**GESTELLTE AUFGABE**: Nennen Sie alle Gründe, die der Text über Diversität als Beispiele dafür anführt, dass Menschen von Kulturangeboten ausgeschlossen sein können.

**DOKUMENTTEXT**:
————
Stephan Pauly (SP): In Bezug auf den Diversitätsbegriff empfinde ich mich und auch uns als Haus als Lernende. Und was ich über Diversität gelernt habe, ist, dass die verengte Sicht auf Fragen von Migration und Herkunft viel zu kurz greift und es multiple Gründe gibt, warum es dazu kommen kann, dass Menschen von Kulturangeboten aktiv ausgeschlossen sind – beispielsweise finanzielle Mittel, die jeweilige Bildungsbiografie, Sprachkenntnisse, der Wohnort und die Entfernung zum Musikverein oder natürlich Fragen der gesundheitlichen Konstitution. Dieser multiperspektivische Begriff von Diversität macht die Bemühungen um gesellschaftliche Öffnung, um mehr Diversität schön und schwierig zugleich. Schön, weil man dadurch als Mensch (und nicht nur als Kulturprofi) vertieft lernt, dass jeder Mensch Zugang zu Kultur haben muss, ungeachtet der persönlichen Prägung einer Person aus all diesen multiplen Facetten. Aber genau das macht Diversifizierung gleichzeitig schwieriger, weil natürlich die Möglichkeiten und auch die Aufgaben damit unendlich groß sind: An wen soll man sich wenden, für wen soll man was produzieren, oder besser: mit wem?
————
**DATENBLOCK**:

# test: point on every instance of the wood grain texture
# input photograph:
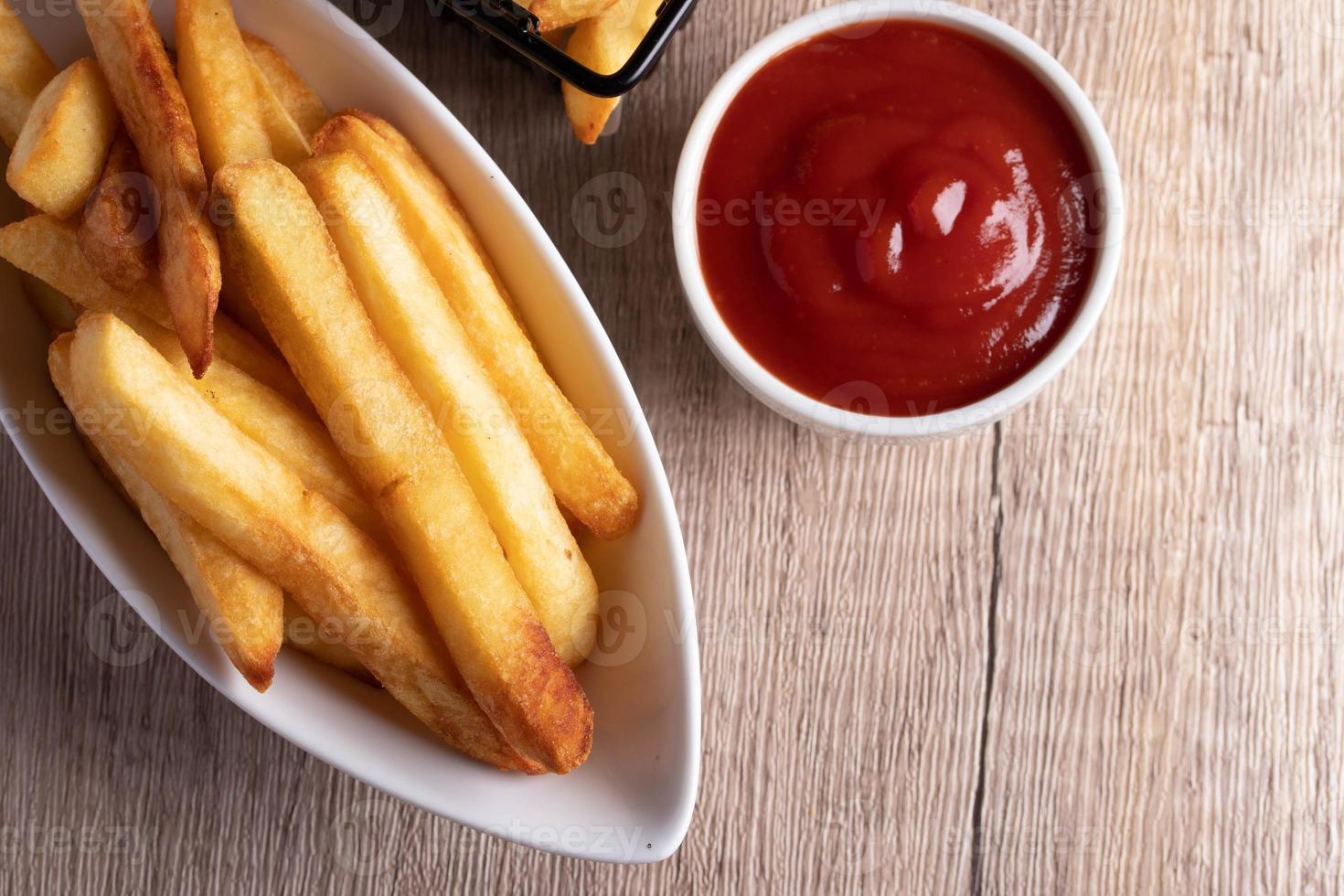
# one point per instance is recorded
(1092, 650)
————
**ANTWORT ZUR AUFGABE**:
- finanzielle Mittel
- die jeweilige Bildungsbiografie
- Sprachkenntnisse
- der Wohnort
- die Entfernung zum Musikverein
- Fragen der gesundheitlichen Konstitution